• _PROBLEM TO SOLVE_:
Pick out every line of the listing below that contains the string "front", and copy each one.

• _RECORD SET_:
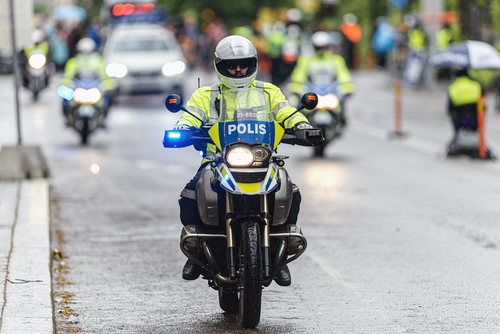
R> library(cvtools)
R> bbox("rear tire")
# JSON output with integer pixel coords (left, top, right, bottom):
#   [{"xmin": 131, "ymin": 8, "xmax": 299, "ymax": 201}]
[
  {"xmin": 219, "ymin": 288, "xmax": 239, "ymax": 314},
  {"xmin": 238, "ymin": 222, "xmax": 262, "ymax": 328}
]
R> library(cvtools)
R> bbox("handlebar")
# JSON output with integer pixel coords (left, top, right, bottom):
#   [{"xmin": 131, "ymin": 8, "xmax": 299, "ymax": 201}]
[{"xmin": 163, "ymin": 125, "xmax": 325, "ymax": 148}]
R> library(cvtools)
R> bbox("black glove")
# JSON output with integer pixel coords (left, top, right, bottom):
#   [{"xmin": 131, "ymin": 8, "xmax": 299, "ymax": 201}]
[{"xmin": 293, "ymin": 122, "xmax": 314, "ymax": 130}]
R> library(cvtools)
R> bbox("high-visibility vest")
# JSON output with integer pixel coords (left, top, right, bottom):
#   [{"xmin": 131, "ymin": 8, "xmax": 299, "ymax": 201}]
[
  {"xmin": 408, "ymin": 29, "xmax": 427, "ymax": 51},
  {"xmin": 448, "ymin": 76, "xmax": 481, "ymax": 107},
  {"xmin": 175, "ymin": 80, "xmax": 309, "ymax": 160}
]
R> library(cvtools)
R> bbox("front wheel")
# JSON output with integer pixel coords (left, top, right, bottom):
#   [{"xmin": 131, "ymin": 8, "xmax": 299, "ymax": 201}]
[
  {"xmin": 314, "ymin": 145, "xmax": 325, "ymax": 157},
  {"xmin": 219, "ymin": 287, "xmax": 239, "ymax": 314},
  {"xmin": 238, "ymin": 222, "xmax": 262, "ymax": 328}
]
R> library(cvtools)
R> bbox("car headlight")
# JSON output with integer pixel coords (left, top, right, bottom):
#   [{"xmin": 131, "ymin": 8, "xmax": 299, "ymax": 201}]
[
  {"xmin": 57, "ymin": 85, "xmax": 75, "ymax": 101},
  {"xmin": 106, "ymin": 63, "xmax": 128, "ymax": 78},
  {"xmin": 73, "ymin": 88, "xmax": 101, "ymax": 104},
  {"xmin": 316, "ymin": 94, "xmax": 339, "ymax": 109},
  {"xmin": 28, "ymin": 53, "xmax": 47, "ymax": 70},
  {"xmin": 226, "ymin": 145, "xmax": 254, "ymax": 167},
  {"xmin": 161, "ymin": 60, "xmax": 186, "ymax": 77}
]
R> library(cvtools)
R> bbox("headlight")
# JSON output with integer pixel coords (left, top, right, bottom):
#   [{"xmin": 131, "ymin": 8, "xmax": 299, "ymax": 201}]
[
  {"xmin": 73, "ymin": 88, "xmax": 101, "ymax": 104},
  {"xmin": 57, "ymin": 85, "xmax": 75, "ymax": 101},
  {"xmin": 316, "ymin": 94, "xmax": 339, "ymax": 109},
  {"xmin": 226, "ymin": 146, "xmax": 254, "ymax": 167},
  {"xmin": 106, "ymin": 63, "xmax": 128, "ymax": 78},
  {"xmin": 252, "ymin": 146, "xmax": 271, "ymax": 167},
  {"xmin": 161, "ymin": 60, "xmax": 186, "ymax": 77},
  {"xmin": 28, "ymin": 53, "xmax": 47, "ymax": 70}
]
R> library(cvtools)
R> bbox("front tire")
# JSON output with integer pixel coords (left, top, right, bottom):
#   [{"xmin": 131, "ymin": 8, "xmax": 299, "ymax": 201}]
[
  {"xmin": 219, "ymin": 288, "xmax": 239, "ymax": 314},
  {"xmin": 238, "ymin": 222, "xmax": 262, "ymax": 328},
  {"xmin": 80, "ymin": 117, "xmax": 90, "ymax": 145}
]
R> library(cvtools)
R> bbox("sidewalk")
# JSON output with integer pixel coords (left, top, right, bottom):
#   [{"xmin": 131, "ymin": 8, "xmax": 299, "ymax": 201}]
[{"xmin": 0, "ymin": 179, "xmax": 55, "ymax": 334}]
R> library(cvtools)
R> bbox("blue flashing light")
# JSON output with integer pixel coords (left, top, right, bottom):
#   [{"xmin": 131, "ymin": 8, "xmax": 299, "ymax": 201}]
[
  {"xmin": 168, "ymin": 132, "xmax": 181, "ymax": 139},
  {"xmin": 57, "ymin": 85, "xmax": 75, "ymax": 101}
]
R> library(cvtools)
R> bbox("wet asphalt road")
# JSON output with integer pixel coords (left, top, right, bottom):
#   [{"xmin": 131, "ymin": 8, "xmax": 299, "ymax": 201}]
[{"xmin": 0, "ymin": 72, "xmax": 500, "ymax": 334}]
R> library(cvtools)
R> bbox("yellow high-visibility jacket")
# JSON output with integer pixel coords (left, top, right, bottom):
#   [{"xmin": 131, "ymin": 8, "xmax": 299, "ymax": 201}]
[{"xmin": 175, "ymin": 80, "xmax": 309, "ymax": 156}]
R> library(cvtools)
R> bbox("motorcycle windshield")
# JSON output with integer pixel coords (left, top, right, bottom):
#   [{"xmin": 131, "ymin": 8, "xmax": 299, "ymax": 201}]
[{"xmin": 219, "ymin": 88, "xmax": 275, "ymax": 147}]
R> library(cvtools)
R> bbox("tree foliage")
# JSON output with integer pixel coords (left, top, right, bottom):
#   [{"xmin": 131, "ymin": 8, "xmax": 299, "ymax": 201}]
[{"xmin": 158, "ymin": 0, "xmax": 295, "ymax": 26}]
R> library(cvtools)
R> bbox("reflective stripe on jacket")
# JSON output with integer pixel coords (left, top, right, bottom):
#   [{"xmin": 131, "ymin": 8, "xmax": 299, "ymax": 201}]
[
  {"xmin": 408, "ymin": 29, "xmax": 427, "ymax": 51},
  {"xmin": 62, "ymin": 53, "xmax": 116, "ymax": 90},
  {"xmin": 176, "ymin": 80, "xmax": 309, "ymax": 128},
  {"xmin": 448, "ymin": 76, "xmax": 481, "ymax": 107},
  {"xmin": 24, "ymin": 42, "xmax": 49, "ymax": 57},
  {"xmin": 436, "ymin": 28, "xmax": 453, "ymax": 51}
]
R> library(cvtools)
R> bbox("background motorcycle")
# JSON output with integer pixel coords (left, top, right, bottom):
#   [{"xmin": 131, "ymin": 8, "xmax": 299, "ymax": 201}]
[
  {"xmin": 57, "ymin": 73, "xmax": 109, "ymax": 145},
  {"xmin": 163, "ymin": 88, "xmax": 323, "ymax": 328},
  {"xmin": 25, "ymin": 50, "xmax": 49, "ymax": 101}
]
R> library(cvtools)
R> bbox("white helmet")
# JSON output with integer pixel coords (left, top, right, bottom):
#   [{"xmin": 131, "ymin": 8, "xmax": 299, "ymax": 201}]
[
  {"xmin": 311, "ymin": 31, "xmax": 332, "ymax": 49},
  {"xmin": 76, "ymin": 37, "xmax": 96, "ymax": 55},
  {"xmin": 31, "ymin": 29, "xmax": 45, "ymax": 44},
  {"xmin": 214, "ymin": 35, "xmax": 258, "ymax": 88}
]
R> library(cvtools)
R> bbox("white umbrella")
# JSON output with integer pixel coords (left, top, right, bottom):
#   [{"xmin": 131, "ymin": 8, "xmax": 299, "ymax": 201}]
[{"xmin": 429, "ymin": 41, "xmax": 500, "ymax": 69}]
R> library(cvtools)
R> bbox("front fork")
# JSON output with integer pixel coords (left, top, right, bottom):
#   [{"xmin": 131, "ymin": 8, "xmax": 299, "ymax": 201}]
[{"xmin": 226, "ymin": 192, "xmax": 271, "ymax": 279}]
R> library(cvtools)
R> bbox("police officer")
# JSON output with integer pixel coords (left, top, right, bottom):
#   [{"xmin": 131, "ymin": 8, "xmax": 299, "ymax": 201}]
[
  {"xmin": 20, "ymin": 29, "xmax": 49, "ymax": 88},
  {"xmin": 448, "ymin": 69, "xmax": 484, "ymax": 135},
  {"xmin": 175, "ymin": 35, "xmax": 312, "ymax": 286},
  {"xmin": 289, "ymin": 31, "xmax": 354, "ymax": 123},
  {"xmin": 61, "ymin": 37, "xmax": 117, "ymax": 121}
]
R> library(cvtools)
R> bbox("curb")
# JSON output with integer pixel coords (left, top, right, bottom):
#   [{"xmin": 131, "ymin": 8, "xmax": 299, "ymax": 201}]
[{"xmin": 0, "ymin": 179, "xmax": 55, "ymax": 334}]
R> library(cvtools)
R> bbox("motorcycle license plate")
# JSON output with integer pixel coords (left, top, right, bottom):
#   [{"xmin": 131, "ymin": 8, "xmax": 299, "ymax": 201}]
[
  {"xmin": 314, "ymin": 111, "xmax": 332, "ymax": 125},
  {"xmin": 78, "ymin": 105, "xmax": 94, "ymax": 117}
]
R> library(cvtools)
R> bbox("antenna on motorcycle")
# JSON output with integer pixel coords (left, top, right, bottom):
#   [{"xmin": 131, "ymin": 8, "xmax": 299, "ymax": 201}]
[
  {"xmin": 281, "ymin": 92, "xmax": 318, "ymax": 125},
  {"xmin": 165, "ymin": 94, "xmax": 204, "ymax": 123}
]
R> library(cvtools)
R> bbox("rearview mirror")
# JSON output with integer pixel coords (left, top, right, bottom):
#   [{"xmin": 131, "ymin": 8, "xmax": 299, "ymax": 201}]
[
  {"xmin": 281, "ymin": 92, "xmax": 318, "ymax": 127},
  {"xmin": 165, "ymin": 94, "xmax": 187, "ymax": 113}
]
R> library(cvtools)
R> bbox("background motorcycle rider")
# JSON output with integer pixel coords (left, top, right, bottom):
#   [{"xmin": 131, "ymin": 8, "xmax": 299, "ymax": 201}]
[
  {"xmin": 19, "ymin": 29, "xmax": 49, "ymax": 88},
  {"xmin": 289, "ymin": 31, "xmax": 354, "ymax": 124},
  {"xmin": 175, "ymin": 35, "xmax": 312, "ymax": 286},
  {"xmin": 448, "ymin": 69, "xmax": 484, "ymax": 136},
  {"xmin": 61, "ymin": 37, "xmax": 117, "ymax": 126}
]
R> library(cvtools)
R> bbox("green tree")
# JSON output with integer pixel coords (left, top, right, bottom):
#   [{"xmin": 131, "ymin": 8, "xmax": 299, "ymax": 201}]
[{"xmin": 158, "ymin": 0, "xmax": 295, "ymax": 27}]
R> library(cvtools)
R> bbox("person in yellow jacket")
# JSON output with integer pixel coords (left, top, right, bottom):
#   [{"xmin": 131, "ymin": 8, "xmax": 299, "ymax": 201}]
[
  {"xmin": 288, "ymin": 31, "xmax": 354, "ymax": 123},
  {"xmin": 448, "ymin": 69, "xmax": 484, "ymax": 134},
  {"xmin": 62, "ymin": 37, "xmax": 116, "ymax": 90},
  {"xmin": 61, "ymin": 37, "xmax": 117, "ymax": 118},
  {"xmin": 19, "ymin": 29, "xmax": 49, "ymax": 88},
  {"xmin": 175, "ymin": 35, "xmax": 312, "ymax": 286},
  {"xmin": 408, "ymin": 21, "xmax": 429, "ymax": 52}
]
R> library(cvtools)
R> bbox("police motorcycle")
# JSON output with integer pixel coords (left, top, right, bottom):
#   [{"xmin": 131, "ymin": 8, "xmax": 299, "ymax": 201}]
[
  {"xmin": 163, "ymin": 88, "xmax": 323, "ymax": 328},
  {"xmin": 57, "ymin": 70, "xmax": 109, "ymax": 145},
  {"xmin": 25, "ymin": 49, "xmax": 49, "ymax": 101},
  {"xmin": 295, "ymin": 71, "xmax": 348, "ymax": 157}
]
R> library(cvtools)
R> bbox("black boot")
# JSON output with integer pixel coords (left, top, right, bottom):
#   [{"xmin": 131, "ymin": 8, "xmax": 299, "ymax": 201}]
[
  {"xmin": 274, "ymin": 264, "xmax": 292, "ymax": 286},
  {"xmin": 182, "ymin": 260, "xmax": 203, "ymax": 281}
]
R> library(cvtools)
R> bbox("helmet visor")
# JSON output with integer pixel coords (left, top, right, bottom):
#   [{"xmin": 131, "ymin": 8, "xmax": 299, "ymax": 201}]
[{"xmin": 215, "ymin": 58, "xmax": 257, "ymax": 78}]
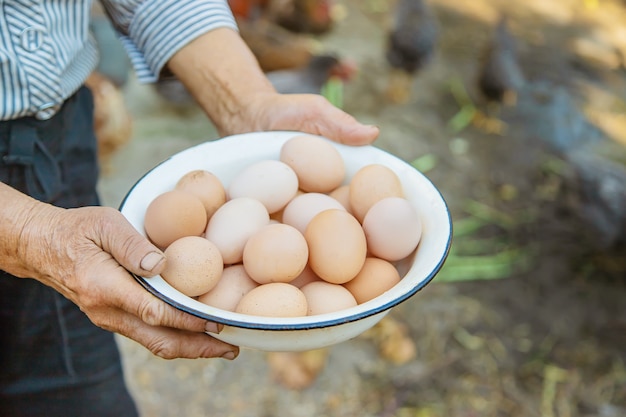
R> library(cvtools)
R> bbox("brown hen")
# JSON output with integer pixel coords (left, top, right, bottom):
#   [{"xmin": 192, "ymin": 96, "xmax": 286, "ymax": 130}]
[{"xmin": 85, "ymin": 71, "xmax": 132, "ymax": 173}]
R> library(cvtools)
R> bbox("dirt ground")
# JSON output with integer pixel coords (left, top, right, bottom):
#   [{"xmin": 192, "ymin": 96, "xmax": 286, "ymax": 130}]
[{"xmin": 101, "ymin": 0, "xmax": 626, "ymax": 417}]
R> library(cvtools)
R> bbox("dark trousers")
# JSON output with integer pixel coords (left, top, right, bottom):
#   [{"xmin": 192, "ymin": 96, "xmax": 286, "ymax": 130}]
[{"xmin": 0, "ymin": 88, "xmax": 137, "ymax": 417}]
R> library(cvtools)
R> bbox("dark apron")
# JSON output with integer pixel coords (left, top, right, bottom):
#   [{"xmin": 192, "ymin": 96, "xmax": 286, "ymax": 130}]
[{"xmin": 0, "ymin": 87, "xmax": 137, "ymax": 417}]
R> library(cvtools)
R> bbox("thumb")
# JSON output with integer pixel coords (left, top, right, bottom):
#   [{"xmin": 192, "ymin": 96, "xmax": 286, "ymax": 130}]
[
  {"xmin": 306, "ymin": 97, "xmax": 380, "ymax": 145},
  {"xmin": 102, "ymin": 209, "xmax": 165, "ymax": 277}
]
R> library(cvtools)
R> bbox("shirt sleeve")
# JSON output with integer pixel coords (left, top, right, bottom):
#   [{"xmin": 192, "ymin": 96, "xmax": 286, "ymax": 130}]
[{"xmin": 102, "ymin": 0, "xmax": 237, "ymax": 83}]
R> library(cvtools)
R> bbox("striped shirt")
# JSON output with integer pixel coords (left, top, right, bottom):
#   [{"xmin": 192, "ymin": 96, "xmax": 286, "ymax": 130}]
[{"xmin": 0, "ymin": 0, "xmax": 237, "ymax": 120}]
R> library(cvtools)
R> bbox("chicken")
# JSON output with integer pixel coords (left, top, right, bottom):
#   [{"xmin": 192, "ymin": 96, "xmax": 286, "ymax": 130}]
[
  {"xmin": 478, "ymin": 16, "xmax": 525, "ymax": 105},
  {"xmin": 228, "ymin": 0, "xmax": 334, "ymax": 34},
  {"xmin": 386, "ymin": 0, "xmax": 439, "ymax": 103},
  {"xmin": 237, "ymin": 17, "xmax": 316, "ymax": 72},
  {"xmin": 502, "ymin": 81, "xmax": 626, "ymax": 247},
  {"xmin": 267, "ymin": 0, "xmax": 334, "ymax": 35},
  {"xmin": 155, "ymin": 55, "xmax": 356, "ymax": 106},
  {"xmin": 85, "ymin": 71, "xmax": 132, "ymax": 173}
]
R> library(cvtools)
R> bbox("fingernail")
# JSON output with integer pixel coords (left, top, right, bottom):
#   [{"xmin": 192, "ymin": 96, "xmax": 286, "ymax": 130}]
[
  {"xmin": 222, "ymin": 350, "xmax": 237, "ymax": 361},
  {"xmin": 141, "ymin": 252, "xmax": 165, "ymax": 272},
  {"xmin": 204, "ymin": 321, "xmax": 224, "ymax": 333}
]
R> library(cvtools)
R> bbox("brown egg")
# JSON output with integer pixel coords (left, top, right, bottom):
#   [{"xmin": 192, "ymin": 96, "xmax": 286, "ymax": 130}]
[
  {"xmin": 235, "ymin": 282, "xmax": 308, "ymax": 317},
  {"xmin": 301, "ymin": 281, "xmax": 357, "ymax": 316},
  {"xmin": 280, "ymin": 135, "xmax": 345, "ymax": 193},
  {"xmin": 304, "ymin": 209, "xmax": 367, "ymax": 284},
  {"xmin": 363, "ymin": 197, "xmax": 422, "ymax": 262},
  {"xmin": 144, "ymin": 190, "xmax": 207, "ymax": 249},
  {"xmin": 228, "ymin": 159, "xmax": 298, "ymax": 213},
  {"xmin": 243, "ymin": 223, "xmax": 309, "ymax": 284},
  {"xmin": 282, "ymin": 193, "xmax": 345, "ymax": 233},
  {"xmin": 161, "ymin": 236, "xmax": 224, "ymax": 297},
  {"xmin": 290, "ymin": 264, "xmax": 322, "ymax": 288},
  {"xmin": 328, "ymin": 184, "xmax": 352, "ymax": 213},
  {"xmin": 205, "ymin": 197, "xmax": 270, "ymax": 265},
  {"xmin": 350, "ymin": 164, "xmax": 404, "ymax": 222},
  {"xmin": 343, "ymin": 257, "xmax": 400, "ymax": 304},
  {"xmin": 198, "ymin": 264, "xmax": 259, "ymax": 311},
  {"xmin": 175, "ymin": 169, "xmax": 226, "ymax": 218}
]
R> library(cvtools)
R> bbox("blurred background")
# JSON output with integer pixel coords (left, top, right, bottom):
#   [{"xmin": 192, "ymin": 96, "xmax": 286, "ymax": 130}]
[{"xmin": 90, "ymin": 0, "xmax": 626, "ymax": 417}]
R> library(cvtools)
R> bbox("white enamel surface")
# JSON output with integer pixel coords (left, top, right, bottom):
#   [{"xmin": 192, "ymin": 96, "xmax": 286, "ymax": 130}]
[{"xmin": 120, "ymin": 132, "xmax": 452, "ymax": 351}]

• _FINISHED EXERCISE_:
R> bbox("front wheel")
R> bbox("front tire")
R> bbox("front fork")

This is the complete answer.